- Task details -
How would you say this sentence from the excerpt below about the Claude Code quota crisis in Spanish: "By late March, Max subscribers were reporting quota exhaustion in under 20 minutes."?

Then came the quota crisis

The performance complaints overlapped with a separate, uglier problem: users burning through their usage quotas at alarming speed. By late March, Max subscribers were reporting quota exhaustion in under 20 minutes. The Register reported on the issue after Anthropic acknowledged users were hitting limits "way faster than expected."

A community member reverse-engineered the Claude Code binary using Ghidra and a MITM proxy, claiming to find two independent bugs that broke prompt caching, silently inflating costs by 10-20x. Some users confirmed that downgrading to version 2.1.34 made a noticeable difference. Anthropic engineer Thariq Shihipar responded that they were "actively looking into this in particular."

Shihipar also announced via X that Anthropic was adjusting session limits during peak hours, a change he said would affect around 7% of users. But the timing was terrible: the announcement coincided with the end of a promotional period that had doubled usage limits, making the return to baseline feel like a sudden cut.

Is the model actually worse?

Here's where it gets complicated. On paper, Opus 4.6 benchmarks well. It scores 80.8% on SWE-Bench Verified (essentially tied with Opus 4.5's 80.9%) and leads on Terminal-Bench 2.0 and Humanity's Last Exam. Artificial Analysis gives it a 53 on their Intelligence Index, above Opus 4.5's 50.

- Supplied material -
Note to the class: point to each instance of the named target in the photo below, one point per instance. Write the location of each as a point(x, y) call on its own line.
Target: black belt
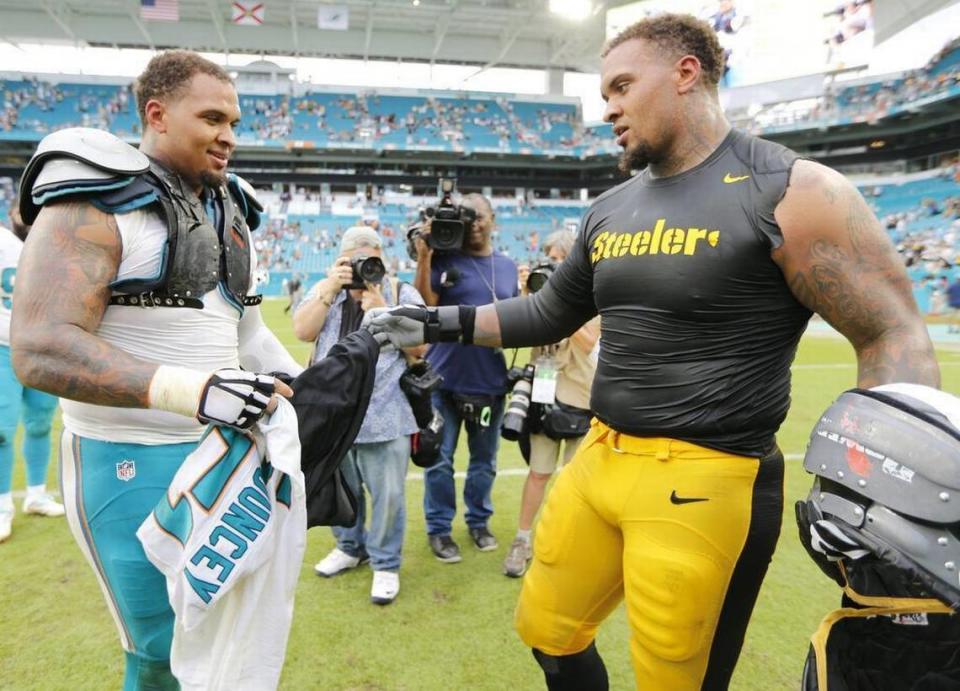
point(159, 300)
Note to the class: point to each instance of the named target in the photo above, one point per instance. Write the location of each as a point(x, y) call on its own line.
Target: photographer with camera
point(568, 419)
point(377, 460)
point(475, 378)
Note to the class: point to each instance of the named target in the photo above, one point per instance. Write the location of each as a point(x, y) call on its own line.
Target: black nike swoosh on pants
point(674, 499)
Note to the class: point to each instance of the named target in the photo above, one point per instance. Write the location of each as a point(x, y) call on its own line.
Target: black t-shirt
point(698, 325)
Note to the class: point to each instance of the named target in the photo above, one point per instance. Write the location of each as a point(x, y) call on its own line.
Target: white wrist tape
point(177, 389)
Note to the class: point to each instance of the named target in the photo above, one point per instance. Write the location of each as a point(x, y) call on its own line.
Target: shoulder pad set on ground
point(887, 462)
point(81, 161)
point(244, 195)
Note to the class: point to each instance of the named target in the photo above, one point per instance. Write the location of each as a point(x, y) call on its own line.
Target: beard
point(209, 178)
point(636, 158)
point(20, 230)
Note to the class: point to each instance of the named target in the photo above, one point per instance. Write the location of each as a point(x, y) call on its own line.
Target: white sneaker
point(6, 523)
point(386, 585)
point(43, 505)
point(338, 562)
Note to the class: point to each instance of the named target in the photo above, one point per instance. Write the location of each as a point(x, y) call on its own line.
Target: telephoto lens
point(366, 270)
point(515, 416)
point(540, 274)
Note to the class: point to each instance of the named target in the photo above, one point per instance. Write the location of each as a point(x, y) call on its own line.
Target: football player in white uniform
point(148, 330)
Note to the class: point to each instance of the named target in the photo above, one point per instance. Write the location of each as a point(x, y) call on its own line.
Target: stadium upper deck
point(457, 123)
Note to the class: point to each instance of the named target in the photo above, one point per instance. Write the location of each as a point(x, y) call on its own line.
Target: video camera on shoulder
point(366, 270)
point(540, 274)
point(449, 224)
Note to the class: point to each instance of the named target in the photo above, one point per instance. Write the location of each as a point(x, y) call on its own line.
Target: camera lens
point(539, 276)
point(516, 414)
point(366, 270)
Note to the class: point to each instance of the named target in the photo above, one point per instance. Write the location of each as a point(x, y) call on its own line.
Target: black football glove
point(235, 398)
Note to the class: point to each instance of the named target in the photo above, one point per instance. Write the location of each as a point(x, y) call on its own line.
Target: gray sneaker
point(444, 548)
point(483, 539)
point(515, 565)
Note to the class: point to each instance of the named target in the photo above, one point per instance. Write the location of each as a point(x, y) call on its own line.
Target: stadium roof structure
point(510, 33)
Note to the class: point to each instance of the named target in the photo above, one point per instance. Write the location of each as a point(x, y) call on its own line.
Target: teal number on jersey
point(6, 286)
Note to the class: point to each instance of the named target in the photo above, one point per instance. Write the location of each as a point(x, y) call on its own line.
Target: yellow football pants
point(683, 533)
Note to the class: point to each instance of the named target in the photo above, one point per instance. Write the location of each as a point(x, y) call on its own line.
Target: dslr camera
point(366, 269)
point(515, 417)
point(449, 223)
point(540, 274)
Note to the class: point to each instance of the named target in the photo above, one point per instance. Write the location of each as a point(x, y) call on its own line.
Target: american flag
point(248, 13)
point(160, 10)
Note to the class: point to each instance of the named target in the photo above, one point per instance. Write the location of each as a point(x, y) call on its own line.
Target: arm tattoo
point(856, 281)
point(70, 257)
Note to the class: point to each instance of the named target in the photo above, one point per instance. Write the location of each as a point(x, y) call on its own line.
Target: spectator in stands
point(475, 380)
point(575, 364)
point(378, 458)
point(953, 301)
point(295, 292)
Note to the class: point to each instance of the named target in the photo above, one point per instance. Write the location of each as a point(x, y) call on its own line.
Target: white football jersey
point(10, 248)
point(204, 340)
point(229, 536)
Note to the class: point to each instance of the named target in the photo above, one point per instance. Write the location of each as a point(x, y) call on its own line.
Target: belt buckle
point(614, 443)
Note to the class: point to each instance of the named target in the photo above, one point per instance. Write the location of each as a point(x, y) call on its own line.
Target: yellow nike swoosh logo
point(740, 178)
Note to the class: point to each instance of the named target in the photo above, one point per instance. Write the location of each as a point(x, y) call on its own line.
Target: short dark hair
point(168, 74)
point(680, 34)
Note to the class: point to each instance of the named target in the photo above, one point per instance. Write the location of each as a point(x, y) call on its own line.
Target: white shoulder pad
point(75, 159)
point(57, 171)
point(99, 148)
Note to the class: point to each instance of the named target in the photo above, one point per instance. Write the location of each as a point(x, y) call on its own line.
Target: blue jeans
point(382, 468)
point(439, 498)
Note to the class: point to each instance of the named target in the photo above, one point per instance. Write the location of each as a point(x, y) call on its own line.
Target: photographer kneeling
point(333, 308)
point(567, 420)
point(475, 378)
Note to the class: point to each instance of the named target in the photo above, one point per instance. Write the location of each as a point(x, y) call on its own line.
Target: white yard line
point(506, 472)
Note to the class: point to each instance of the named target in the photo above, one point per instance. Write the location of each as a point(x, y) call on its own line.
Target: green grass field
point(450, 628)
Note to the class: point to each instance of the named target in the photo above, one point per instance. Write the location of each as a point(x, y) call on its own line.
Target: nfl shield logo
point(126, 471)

- Output below -
A finales de marzo, los suscriptores de Max informaban que agotaban su cuota en menos de 20 minutos.